[Pointing records]

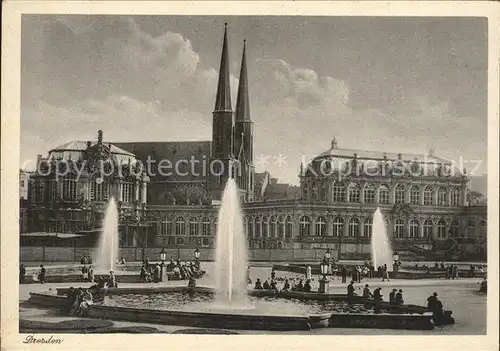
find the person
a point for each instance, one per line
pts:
(22, 273)
(377, 297)
(307, 286)
(350, 293)
(399, 297)
(392, 296)
(41, 277)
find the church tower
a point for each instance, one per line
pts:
(222, 128)
(243, 134)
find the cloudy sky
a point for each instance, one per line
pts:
(388, 84)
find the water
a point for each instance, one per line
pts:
(380, 245)
(231, 251)
(107, 250)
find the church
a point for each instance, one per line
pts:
(423, 198)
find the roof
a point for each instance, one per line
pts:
(190, 158)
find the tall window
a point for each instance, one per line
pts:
(442, 196)
(399, 194)
(383, 194)
(428, 229)
(455, 197)
(288, 227)
(320, 226)
(69, 189)
(338, 226)
(339, 192)
(180, 226)
(369, 193)
(281, 227)
(354, 192)
(399, 228)
(272, 226)
(414, 228)
(304, 226)
(415, 195)
(441, 229)
(428, 195)
(367, 227)
(206, 226)
(193, 226)
(354, 227)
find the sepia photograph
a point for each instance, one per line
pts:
(256, 174)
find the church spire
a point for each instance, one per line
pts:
(242, 103)
(223, 98)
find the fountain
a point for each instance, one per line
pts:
(380, 244)
(107, 250)
(231, 251)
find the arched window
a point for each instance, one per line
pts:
(441, 229)
(399, 228)
(454, 229)
(369, 193)
(455, 197)
(265, 227)
(193, 226)
(338, 226)
(320, 226)
(442, 196)
(383, 194)
(415, 195)
(428, 195)
(304, 226)
(339, 192)
(414, 228)
(180, 226)
(288, 227)
(367, 227)
(272, 226)
(428, 225)
(206, 226)
(353, 192)
(257, 227)
(399, 194)
(354, 227)
(281, 227)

→ **THE PROBLEM**:
Reproduce all of the entries above verbatim, omitting the pictures from your answer.

→ **WORKED ANSWER**:
find the person
a point for each instance, one per line
pts:
(22, 273)
(377, 297)
(307, 286)
(350, 293)
(399, 297)
(392, 296)
(41, 277)
find the church tower
a point for each instance, one per line
pts:
(222, 128)
(243, 134)
find the cloudy sky
a point for each instance, one per line
pts:
(388, 84)
find the water
a point for each instance, one per line
pts:
(380, 245)
(231, 251)
(107, 250)
find the church
a point for each instance, one per line
pts:
(423, 198)
find the roof
a point for each instance, one per line
pts:
(190, 158)
find the tall window
a point for each instance, one per line
pts:
(442, 196)
(399, 194)
(383, 194)
(428, 229)
(455, 197)
(288, 227)
(320, 226)
(69, 189)
(338, 226)
(339, 192)
(180, 226)
(369, 193)
(281, 227)
(354, 192)
(399, 228)
(272, 226)
(414, 228)
(304, 226)
(415, 195)
(441, 229)
(428, 195)
(367, 227)
(206, 226)
(193, 226)
(354, 227)
find the sepia photograph
a point for each instance, one per line
pts:
(256, 174)
find the church spire
a point for each instance, one per line
pts:
(242, 103)
(223, 98)
find the fountain
a point for each instance, one per line
pts:
(380, 244)
(107, 250)
(231, 251)
find the arched window
a point for each instance, one per line
pts:
(441, 229)
(399, 228)
(454, 229)
(369, 193)
(455, 197)
(265, 227)
(193, 226)
(338, 226)
(320, 226)
(442, 196)
(383, 194)
(415, 195)
(428, 195)
(304, 226)
(339, 192)
(414, 228)
(180, 226)
(288, 227)
(367, 227)
(272, 226)
(428, 225)
(206, 226)
(353, 192)
(257, 227)
(399, 194)
(354, 227)
(281, 227)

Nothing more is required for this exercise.